§ **DIRECTIVE 1**:
Please locate every line in the entries below that contains the string "block", and copy each of those lines out.

TSMC hikes 2026 guidance as AI demand outpaces capacity
ASML Holding raised its full-year sales guidance on July 15 for the second time in 2026, and investors treated it as confirmation that the AI buildout still has room to run.
A day later, Taiwan Semiconductor Manufacturing (TSM) did almost the same thing, lifting its own 2026 outlook for the second time this year, and its stock fell roughly 5% in premarket trading, according to Bloomberg.
Same industry. Same underlying demand story. Opposite reactions.
That gap is the real story in TSMC's second quarter, and it says more about where the AI trade stands right now than the headline numbers do.
TSMC's second beat of the year didn't buy the market's confidence
TSMC posted second-quarter revenue of $40.2 billion, up 33.7% year over year, with earnings per ADR surging about 74% to $4.31, according to a Seeking Alpha report.
Both figures beat Wall Street's estimates, and it marked the company's fifth consecutive record quarter, according to Benzinga.
None of that is what moved the stock. Investors were not questioning whether TSMC had a good quarter. They were questioning what the company plans to spend to keep having good quarters, and whether that spending will show up in their returns.
The capex number investors are actually reacting to
TSMC raised its 2026 capital expenditure forecast to a range of $60 billion to $64 billion, up from $52 billion to $56 billion, an increase of roughly 15%, according to Reuters.
CFO Wendell Huang told analysts the company's capital spending over the next three years will step up meaningfully from the past three, a signal that this is not a one-year adjustment.
That framing matters because it echoes what ASML just told its own investors. ASML's new full-year sales guidance of 43 billion to 45 billion euros, up from 36 billion to 40 billion euros, is its second raise of the year too, driven by the same AI-linked demand for advanced chipmaking tools, according to Bloomberg.

§ **Stored data entries**:

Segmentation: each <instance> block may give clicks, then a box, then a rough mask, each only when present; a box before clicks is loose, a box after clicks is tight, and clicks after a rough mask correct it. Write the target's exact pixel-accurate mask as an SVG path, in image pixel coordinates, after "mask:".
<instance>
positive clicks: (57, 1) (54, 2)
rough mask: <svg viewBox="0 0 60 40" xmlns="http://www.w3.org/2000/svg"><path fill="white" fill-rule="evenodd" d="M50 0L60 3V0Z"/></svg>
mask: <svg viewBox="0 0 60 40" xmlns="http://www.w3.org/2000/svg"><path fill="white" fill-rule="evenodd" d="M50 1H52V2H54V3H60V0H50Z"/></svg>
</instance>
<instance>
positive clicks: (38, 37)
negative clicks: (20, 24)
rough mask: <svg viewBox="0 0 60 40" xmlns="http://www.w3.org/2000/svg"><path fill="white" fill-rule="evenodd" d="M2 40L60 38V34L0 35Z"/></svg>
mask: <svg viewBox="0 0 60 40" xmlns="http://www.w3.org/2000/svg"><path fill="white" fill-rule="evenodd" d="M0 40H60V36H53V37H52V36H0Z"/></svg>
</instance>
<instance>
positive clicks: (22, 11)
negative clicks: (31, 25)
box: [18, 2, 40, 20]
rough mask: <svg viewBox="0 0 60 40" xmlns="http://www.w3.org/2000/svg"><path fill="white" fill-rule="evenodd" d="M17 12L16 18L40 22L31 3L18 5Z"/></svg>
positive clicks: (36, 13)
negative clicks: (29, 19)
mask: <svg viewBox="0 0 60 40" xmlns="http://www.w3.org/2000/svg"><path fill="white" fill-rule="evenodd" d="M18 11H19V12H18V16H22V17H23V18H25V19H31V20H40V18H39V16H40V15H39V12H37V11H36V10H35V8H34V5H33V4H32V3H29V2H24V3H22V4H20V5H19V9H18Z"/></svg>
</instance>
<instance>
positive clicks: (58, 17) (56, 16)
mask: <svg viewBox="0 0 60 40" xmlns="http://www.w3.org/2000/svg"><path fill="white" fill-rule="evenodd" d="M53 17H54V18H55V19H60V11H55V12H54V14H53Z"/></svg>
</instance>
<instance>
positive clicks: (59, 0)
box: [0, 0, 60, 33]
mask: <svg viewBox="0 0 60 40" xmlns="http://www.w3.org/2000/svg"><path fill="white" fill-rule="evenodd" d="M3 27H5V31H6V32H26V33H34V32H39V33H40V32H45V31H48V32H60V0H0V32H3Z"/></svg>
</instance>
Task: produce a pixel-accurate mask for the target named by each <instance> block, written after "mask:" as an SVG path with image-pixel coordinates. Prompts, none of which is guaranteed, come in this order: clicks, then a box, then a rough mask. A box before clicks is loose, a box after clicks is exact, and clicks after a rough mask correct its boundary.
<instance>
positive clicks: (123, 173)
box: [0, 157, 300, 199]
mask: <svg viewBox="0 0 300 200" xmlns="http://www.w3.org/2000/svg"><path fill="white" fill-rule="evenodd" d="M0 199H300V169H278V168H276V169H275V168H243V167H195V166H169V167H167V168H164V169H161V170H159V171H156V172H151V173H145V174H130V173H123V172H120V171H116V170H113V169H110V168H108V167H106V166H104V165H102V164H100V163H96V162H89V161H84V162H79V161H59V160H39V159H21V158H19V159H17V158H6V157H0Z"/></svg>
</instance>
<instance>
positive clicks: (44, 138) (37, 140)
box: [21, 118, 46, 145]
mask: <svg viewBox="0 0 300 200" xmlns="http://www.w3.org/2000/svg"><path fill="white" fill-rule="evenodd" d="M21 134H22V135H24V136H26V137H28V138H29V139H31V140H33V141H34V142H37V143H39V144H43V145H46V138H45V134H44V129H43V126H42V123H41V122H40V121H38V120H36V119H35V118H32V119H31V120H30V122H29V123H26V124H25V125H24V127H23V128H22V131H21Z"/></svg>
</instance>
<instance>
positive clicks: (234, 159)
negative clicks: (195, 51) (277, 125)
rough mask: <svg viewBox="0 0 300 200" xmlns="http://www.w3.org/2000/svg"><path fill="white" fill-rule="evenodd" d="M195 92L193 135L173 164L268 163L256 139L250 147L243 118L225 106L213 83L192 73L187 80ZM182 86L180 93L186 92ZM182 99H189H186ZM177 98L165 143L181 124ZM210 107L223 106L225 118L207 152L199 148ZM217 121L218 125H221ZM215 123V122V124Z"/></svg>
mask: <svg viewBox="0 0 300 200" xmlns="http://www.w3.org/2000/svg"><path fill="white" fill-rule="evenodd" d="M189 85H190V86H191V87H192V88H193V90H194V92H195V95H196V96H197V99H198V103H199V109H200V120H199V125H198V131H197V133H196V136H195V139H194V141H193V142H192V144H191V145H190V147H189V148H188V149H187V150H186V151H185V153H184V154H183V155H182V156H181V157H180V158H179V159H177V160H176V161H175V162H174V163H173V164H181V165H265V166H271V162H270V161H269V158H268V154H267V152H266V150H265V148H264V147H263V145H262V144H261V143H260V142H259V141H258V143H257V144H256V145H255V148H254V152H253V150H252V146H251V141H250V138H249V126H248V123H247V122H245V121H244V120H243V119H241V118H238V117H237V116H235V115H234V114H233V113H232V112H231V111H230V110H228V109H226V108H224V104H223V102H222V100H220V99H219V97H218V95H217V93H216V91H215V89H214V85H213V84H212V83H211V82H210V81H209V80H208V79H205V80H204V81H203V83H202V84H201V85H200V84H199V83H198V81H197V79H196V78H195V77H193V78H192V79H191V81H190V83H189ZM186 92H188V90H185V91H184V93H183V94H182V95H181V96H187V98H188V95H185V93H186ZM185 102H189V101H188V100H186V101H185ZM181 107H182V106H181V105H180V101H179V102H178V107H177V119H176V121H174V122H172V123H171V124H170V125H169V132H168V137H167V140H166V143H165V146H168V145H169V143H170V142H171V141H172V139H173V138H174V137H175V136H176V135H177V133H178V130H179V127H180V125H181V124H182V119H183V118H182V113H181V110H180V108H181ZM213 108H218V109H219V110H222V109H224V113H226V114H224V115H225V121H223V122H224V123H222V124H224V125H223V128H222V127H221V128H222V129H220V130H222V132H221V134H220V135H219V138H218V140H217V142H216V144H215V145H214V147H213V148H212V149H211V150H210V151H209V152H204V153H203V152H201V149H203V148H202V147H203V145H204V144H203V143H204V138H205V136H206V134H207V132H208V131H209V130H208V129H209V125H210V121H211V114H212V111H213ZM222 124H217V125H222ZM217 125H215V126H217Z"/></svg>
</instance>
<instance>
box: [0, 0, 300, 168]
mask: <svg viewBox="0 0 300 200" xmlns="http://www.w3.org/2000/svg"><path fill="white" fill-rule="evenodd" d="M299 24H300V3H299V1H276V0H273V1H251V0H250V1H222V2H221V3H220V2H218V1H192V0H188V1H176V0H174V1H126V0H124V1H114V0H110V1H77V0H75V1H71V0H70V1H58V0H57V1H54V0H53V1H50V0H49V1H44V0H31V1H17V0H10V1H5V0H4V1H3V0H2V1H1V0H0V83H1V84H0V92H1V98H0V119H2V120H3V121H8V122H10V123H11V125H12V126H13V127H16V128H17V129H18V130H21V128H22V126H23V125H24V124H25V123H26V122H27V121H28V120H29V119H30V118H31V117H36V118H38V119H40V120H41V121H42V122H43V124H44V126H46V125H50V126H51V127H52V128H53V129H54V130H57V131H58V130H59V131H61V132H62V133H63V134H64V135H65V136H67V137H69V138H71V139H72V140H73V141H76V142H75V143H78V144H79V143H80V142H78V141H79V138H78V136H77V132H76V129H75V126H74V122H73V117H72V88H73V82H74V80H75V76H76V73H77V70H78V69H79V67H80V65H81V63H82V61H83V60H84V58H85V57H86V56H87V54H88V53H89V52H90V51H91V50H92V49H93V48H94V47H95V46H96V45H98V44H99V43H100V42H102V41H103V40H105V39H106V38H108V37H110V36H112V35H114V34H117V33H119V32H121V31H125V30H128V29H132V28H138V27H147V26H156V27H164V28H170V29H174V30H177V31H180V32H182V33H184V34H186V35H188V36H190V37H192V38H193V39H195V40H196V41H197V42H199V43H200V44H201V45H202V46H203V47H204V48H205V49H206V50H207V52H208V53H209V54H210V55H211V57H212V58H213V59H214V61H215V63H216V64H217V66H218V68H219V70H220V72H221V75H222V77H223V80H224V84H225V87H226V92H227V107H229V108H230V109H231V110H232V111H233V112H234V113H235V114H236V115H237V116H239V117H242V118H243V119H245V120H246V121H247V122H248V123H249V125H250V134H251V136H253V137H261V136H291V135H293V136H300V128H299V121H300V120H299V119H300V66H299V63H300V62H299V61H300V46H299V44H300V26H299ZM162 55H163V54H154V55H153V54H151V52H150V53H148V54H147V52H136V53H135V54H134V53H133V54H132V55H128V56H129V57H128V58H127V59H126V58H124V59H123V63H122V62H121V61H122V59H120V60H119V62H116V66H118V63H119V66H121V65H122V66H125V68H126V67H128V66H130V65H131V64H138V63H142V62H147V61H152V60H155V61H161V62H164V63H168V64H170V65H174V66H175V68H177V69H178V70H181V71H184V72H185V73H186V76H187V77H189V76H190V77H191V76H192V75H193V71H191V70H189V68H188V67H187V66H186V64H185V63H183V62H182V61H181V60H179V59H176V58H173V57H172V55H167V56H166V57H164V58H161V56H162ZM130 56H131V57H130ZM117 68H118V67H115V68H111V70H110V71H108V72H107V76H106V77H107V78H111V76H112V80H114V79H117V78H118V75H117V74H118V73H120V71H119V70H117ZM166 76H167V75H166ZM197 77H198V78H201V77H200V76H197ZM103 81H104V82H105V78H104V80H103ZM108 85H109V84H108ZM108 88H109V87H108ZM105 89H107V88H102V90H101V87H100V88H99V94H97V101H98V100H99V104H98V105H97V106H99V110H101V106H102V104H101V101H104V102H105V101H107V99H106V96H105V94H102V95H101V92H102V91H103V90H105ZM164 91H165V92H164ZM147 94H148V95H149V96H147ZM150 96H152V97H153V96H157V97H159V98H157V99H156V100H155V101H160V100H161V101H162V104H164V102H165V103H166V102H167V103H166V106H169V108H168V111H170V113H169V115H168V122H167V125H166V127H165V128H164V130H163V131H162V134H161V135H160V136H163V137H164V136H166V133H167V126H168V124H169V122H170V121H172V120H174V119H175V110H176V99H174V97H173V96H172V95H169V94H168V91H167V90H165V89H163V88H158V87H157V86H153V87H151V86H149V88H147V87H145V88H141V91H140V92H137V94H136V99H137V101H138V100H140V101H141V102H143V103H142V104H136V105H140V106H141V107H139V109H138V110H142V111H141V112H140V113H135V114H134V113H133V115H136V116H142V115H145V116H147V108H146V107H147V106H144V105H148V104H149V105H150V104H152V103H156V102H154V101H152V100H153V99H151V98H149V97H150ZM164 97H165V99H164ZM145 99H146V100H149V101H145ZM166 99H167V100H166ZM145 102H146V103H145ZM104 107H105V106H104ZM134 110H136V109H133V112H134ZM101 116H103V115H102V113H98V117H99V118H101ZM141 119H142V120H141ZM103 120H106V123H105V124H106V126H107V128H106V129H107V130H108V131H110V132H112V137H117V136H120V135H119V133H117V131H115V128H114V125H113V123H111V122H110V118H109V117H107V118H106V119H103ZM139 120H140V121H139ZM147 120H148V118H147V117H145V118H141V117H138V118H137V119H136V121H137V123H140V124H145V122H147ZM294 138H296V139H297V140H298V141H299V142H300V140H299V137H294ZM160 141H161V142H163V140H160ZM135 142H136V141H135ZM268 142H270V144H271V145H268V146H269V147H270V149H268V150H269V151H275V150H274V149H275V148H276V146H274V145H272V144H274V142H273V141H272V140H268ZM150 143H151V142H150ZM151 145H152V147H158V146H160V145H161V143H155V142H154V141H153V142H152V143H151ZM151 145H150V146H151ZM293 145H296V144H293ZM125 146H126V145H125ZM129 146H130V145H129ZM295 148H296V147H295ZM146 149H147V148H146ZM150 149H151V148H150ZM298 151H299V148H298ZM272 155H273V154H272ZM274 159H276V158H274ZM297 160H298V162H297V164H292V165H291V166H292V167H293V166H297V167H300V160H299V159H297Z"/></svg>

§ **DIRECTIVE 2**:
Go on with the article on TSMC's raised 2026 guidance, starting right after its final sentence.

§ **RESPONSE 1**:
Segmentation: each <instance> block may give clicks, then a box, then a rough mask, each only when present; a box before clicks is loose, a box after clicks is tight, and clicks after a rough mask correct it. Write the target's exact pixel-accurate mask as an SVG path, in image pixel coordinates, after "mask:".
Task: produce a pixel-accurate mask for the target named by each <instance> block, written after "mask:" as an SVG path with image-pixel coordinates. Prompts, none of which is guaranteed, come in this order: clicks, then a box, then a rough mask. A box before clicks is loose, a box after clicks is exact, and clicks after a rough mask correct its boundary.

§ **RESPONSE 2**:
When the foundry and its most important equipment supplier both raise spending expectations in the same week, the pattern stops looking like a TSMC decision and starts looking like an industry one.
The concern showing up in TSMC's stock price is about timing, not direction. Investors are worried the new overseas fabs will dilute margins as they ramp, which means the cash a hypergrowth stock is supposed to generate gets pushed further out even as the spending happens now.
Washington is gaining capacity while Beijing is losing share
TSMC also announced an additional $100 billion investment in Arizona, bringing its total US commitment to $265 billion, according to the Seeking Alpha report.
The new money is earmarked for 2 nanometer and below production plus advanced packaging, meaning the most profitable manufacturing TSMC does is increasingly happening on US soil rather than in Taiwan.
At the same time, revenue from China fell to 6% of TSMC's total in the second quarter, down from 9% a year earlier.
Put those two numbers together, and a structural shift comes into view.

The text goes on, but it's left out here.